Find every line of the data below that contains the string "house" and copy each one out. Matching is case-sensitive.
:: Extracted material
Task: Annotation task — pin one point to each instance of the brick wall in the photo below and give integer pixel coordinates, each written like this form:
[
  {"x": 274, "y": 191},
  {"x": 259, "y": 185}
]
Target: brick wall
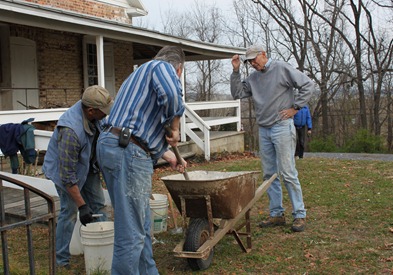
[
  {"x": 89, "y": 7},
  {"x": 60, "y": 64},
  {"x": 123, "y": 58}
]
::::
:: Extracted material
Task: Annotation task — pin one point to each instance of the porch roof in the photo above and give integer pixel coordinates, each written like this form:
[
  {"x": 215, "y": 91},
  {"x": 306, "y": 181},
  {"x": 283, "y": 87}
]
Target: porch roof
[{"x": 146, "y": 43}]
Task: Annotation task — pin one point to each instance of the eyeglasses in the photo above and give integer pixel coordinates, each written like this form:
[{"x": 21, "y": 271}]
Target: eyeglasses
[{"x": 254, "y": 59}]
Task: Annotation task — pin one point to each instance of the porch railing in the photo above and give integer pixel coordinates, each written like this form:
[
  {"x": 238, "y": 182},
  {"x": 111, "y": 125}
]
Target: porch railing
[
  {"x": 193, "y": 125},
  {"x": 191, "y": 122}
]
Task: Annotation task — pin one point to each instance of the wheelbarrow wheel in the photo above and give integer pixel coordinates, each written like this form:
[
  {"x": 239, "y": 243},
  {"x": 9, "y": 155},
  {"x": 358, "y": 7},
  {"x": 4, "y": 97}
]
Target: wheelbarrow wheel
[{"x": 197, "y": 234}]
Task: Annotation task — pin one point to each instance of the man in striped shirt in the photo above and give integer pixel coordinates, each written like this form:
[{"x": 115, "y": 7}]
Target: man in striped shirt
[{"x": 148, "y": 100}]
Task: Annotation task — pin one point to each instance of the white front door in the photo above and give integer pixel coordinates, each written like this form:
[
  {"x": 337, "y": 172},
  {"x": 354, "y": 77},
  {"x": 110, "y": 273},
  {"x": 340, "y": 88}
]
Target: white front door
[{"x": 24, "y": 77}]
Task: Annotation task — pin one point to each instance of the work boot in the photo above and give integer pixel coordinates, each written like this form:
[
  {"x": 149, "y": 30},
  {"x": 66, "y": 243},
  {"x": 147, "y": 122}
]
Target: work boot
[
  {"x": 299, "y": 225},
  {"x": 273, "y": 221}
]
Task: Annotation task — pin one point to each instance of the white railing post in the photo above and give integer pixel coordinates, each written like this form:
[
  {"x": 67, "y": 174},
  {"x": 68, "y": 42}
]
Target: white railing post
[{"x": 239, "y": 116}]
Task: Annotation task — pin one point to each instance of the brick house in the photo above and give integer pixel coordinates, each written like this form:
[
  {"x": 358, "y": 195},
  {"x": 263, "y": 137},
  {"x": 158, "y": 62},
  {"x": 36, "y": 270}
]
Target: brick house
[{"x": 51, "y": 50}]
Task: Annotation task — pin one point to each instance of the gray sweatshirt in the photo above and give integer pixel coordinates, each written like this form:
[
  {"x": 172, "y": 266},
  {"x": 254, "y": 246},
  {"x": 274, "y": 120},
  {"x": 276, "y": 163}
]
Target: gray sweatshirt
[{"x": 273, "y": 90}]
::::
In response:
Task: Annotation task — pin one point to each instance of the brick house in the photo above and give integer pixel coordinates, each written like this form:
Target: brick house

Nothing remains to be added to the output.